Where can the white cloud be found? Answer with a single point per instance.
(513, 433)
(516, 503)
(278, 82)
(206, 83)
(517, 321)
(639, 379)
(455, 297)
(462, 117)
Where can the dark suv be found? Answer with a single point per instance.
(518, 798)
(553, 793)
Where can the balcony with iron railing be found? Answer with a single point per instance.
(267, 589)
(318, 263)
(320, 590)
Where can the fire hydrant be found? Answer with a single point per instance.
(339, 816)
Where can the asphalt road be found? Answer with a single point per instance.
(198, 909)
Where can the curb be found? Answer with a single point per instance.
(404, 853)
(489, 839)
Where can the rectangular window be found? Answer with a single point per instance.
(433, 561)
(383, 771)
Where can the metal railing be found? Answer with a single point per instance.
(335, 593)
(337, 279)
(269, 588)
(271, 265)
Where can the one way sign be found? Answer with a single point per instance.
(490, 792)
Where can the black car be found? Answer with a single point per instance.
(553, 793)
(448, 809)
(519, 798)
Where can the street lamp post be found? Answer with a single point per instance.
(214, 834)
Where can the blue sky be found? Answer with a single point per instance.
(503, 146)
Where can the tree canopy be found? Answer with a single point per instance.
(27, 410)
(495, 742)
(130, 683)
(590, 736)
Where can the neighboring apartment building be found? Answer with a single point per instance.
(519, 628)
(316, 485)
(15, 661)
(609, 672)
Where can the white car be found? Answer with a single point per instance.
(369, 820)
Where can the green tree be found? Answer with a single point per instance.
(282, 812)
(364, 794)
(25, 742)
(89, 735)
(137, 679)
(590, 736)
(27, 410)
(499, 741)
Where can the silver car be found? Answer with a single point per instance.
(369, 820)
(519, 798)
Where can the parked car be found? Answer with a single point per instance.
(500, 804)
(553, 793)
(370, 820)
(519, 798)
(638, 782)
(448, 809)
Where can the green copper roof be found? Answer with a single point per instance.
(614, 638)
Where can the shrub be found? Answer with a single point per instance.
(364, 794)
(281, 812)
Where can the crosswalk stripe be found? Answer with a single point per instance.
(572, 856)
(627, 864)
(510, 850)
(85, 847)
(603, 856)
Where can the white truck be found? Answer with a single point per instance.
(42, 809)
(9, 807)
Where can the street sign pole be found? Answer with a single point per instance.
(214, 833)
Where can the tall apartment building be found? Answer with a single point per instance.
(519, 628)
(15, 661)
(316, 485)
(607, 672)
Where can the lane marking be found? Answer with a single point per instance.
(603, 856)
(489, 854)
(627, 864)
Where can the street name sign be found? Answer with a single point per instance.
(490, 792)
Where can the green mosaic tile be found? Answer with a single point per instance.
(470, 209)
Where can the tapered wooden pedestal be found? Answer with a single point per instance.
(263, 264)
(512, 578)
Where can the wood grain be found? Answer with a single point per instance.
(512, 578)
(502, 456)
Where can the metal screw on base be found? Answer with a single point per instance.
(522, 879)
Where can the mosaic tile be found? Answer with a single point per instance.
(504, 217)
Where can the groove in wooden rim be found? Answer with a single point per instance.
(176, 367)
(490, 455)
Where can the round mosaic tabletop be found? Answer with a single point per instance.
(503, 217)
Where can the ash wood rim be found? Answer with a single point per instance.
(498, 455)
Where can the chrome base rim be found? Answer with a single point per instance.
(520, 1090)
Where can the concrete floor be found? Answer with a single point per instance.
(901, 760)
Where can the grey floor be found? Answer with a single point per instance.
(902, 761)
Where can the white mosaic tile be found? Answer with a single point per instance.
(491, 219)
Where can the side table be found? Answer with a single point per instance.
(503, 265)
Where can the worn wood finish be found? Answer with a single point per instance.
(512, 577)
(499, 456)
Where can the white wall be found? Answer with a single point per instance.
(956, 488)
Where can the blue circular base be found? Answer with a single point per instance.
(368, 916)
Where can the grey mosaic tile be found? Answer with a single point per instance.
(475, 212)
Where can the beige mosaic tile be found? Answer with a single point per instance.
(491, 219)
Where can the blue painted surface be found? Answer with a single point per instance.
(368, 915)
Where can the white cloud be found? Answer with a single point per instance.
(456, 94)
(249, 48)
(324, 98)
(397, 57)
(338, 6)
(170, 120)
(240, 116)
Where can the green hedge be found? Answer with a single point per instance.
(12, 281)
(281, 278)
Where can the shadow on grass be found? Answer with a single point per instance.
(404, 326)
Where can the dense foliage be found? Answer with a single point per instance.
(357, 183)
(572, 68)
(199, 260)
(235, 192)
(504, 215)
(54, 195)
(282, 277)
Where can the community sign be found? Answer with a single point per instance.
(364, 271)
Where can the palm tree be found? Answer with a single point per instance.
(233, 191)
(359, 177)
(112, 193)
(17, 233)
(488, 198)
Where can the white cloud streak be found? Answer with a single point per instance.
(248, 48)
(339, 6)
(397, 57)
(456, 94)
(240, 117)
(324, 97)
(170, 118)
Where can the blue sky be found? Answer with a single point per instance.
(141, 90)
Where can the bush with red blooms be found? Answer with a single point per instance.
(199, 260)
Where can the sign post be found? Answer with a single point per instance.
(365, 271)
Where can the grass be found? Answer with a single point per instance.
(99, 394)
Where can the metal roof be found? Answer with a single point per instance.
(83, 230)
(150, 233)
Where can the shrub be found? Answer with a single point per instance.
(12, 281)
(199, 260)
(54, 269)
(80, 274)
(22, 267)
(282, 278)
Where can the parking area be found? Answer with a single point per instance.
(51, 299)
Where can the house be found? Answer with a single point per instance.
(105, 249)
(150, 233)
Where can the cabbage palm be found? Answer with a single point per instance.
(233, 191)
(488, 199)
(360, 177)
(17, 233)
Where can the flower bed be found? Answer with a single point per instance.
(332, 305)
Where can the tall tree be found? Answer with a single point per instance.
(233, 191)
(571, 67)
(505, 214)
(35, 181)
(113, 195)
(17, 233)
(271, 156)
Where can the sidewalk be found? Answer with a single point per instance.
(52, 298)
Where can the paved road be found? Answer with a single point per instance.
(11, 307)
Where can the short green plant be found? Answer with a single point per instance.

_What the exercise asks_
Please repeat the material above, word for word and in full.

_Exercise result_
Where can the white cloud be found? Answer with a single point per instance.
(513, 433)
(516, 503)
(278, 82)
(206, 83)
(517, 321)
(639, 379)
(455, 297)
(462, 117)
Where can the dark suv be found? Answer with a single point per instance.
(518, 798)
(553, 793)
Where can the balcony with iron railing be found? Answer with a single point per instance.
(267, 589)
(318, 263)
(320, 590)
Where can the fire hydrant be found? Answer with a single point per instance.
(339, 816)
Where can the asphalt road be found? Answer with a single point per instance.
(198, 909)
Where can the curb be found? Answer with a single point per instance.
(404, 853)
(489, 839)
Where can the rectangular window be found? Answer with a single point per instance.
(433, 561)
(383, 771)
Where can the metal railing be found? Answer with a single point per instance.
(335, 593)
(337, 279)
(269, 588)
(271, 265)
Where can the one way sign be found? Answer with a single point per instance.
(490, 792)
Where can the black car be found? Answer with a single point per instance.
(553, 793)
(448, 809)
(519, 798)
Where can the street lamp post be found? Answer with a single point per instance.
(214, 834)
Where can the blue sky be found? Answer with a single point per instance.
(503, 146)
Where can the tree canopy be found? Answer with a single point per instance.
(27, 410)
(495, 742)
(130, 683)
(590, 736)
Where can the neighboring apartment building be found? Answer with a single point per instance.
(519, 628)
(316, 485)
(15, 661)
(609, 672)
Where can the white car be found? Answer with a single point per instance.
(369, 820)
Where can the green tree be found? Answer with a single point per instance.
(282, 812)
(364, 794)
(25, 742)
(89, 735)
(137, 679)
(590, 736)
(27, 410)
(499, 741)
Where can the silver car be found? Answer with a single point per instance.
(369, 820)
(519, 798)
Where can the parked car be found? Answer with a single point per instance.
(500, 804)
(553, 793)
(370, 820)
(519, 798)
(638, 782)
(448, 809)
Where can the green copper roof be found? Answer with a single point per instance.
(614, 638)
Where can the shrub be found? Answer with a single point per instance.
(364, 794)
(281, 812)
Where can the crosswalk stripe be found? Answer with a single point per instance.
(572, 856)
(627, 864)
(510, 850)
(85, 847)
(603, 856)
Where can the white truck be found? Answer with a single point per instance.
(42, 809)
(9, 807)
Where can the street sign pole be found? Answer with a single point per instance.
(214, 833)
Where can the tall apartment building be found? Answer with a single point per instance.
(519, 628)
(15, 661)
(316, 485)
(607, 672)
Where can the lane marking be found? Answer with a single point per instance.
(603, 856)
(489, 854)
(627, 864)
Where can the street name sign be found? Answer with a single point per instance.
(490, 792)
Where can the green mosaic tile be found? Answer with a single point per instance.
(470, 209)
Where can the tapered wooden pedestal be found? Answer with a single point per instance.
(263, 264)
(512, 578)
Where can the wood grain be found? Answer with a single point per instance.
(512, 578)
(502, 456)
Where can the metal screw on base be found? Answer with a single point per instance.
(522, 879)
Where can the mosaic tile be found? Answer with a single point per instance.
(504, 217)
Where can the groove in wooden rim be found? Answer with a single point per instance.
(176, 367)
(490, 455)
Where can the round mosaic tabletop be found? Answer with a single point per instance.
(503, 217)
Where can the ash wood rim be found? Answer with a single point per instance.
(498, 455)
Where can the chrome base rim be found? Answer with a single point per instance.
(520, 1090)
Where can the concrete floor be found? Answer with a single point per instance.
(901, 760)
Where can the grey floor be found? Answer with a single point per instance.
(902, 761)
Where can the white mosaic tile be found? Answer with a single point per instance.
(491, 219)
Where can the side table be found? Answer with a single point per instance.
(503, 265)
Where can the worn wood finish be found? Answer with a single point per instance.
(512, 577)
(499, 456)
Where can the white wall be found? Answer with a single point per instance.
(956, 488)
Where can the blue circular base be found? Answer with a single point per instance.
(368, 916)
Where can the grey mosaic tile be found? Answer with a single point per instance.
(475, 212)
Where can the beige mosaic tile be found? Answer with a single point per instance.
(491, 219)
Where can the blue painted surface be found? Answer with a single point per instance.
(368, 915)
Where can the white cloud be found? Answer with a single point per instance.
(456, 94)
(249, 48)
(324, 98)
(397, 57)
(338, 6)
(170, 120)
(240, 116)
Where can the green hedge be found? Answer with a single point per instance.
(12, 281)
(281, 278)
Where can the shadow on grass be found? Answer with a single point per instance.
(404, 326)
Where can the dense foliage be found? Answer with a single point per instance.
(357, 183)
(572, 68)
(199, 260)
(235, 192)
(504, 215)
(54, 195)
(282, 277)
Where can the community sign be found? Answer with a single point per instance.
(364, 271)
Where can the palm tree be found? Answer with a single point per instance.
(233, 191)
(359, 177)
(112, 193)
(17, 233)
(488, 198)
Where can the white cloud streak be found? Answer with a single point per instance.
(248, 48)
(339, 6)
(397, 57)
(456, 94)
(240, 117)
(324, 97)
(170, 118)
Where can the blue sky be found? Answer with a single point per instance.
(141, 90)
Where can the bush with red blooms be found? Answer with a single point per instance.
(199, 260)
Where can the sign post be found? Answer with a single point per instance.
(365, 271)
Where can the grass be found? Answer with a single point per instance.
(99, 394)
Where can the metal roof be found? Answer with a single point per instance.
(83, 230)
(150, 233)
Where can the shrub be found? Answer with a single point per instance.
(12, 281)
(199, 260)
(54, 269)
(80, 274)
(22, 267)
(282, 278)
Where can the parking area be found? Answer with a single point per instance.
(51, 299)
Where can the house be found? Answer with a single point per instance.
(105, 249)
(150, 233)
Where can the cabbage palm be found? Answer with a single point per instance.
(233, 191)
(488, 199)
(360, 177)
(17, 233)
Where can the flower bed be found? Answer with a single point per instance.
(332, 305)
Where can the tall tree be found? Answer with a single point per instance.
(233, 191)
(571, 67)
(505, 214)
(35, 181)
(113, 195)
(17, 233)
(271, 156)
Where can the sidewalk be found? Answer with a single point per instance.
(52, 298)
Where can the paved road be found? Answer with a single point per instance.
(11, 307)
Where can the short green plant be found? Answer with a single point per instance.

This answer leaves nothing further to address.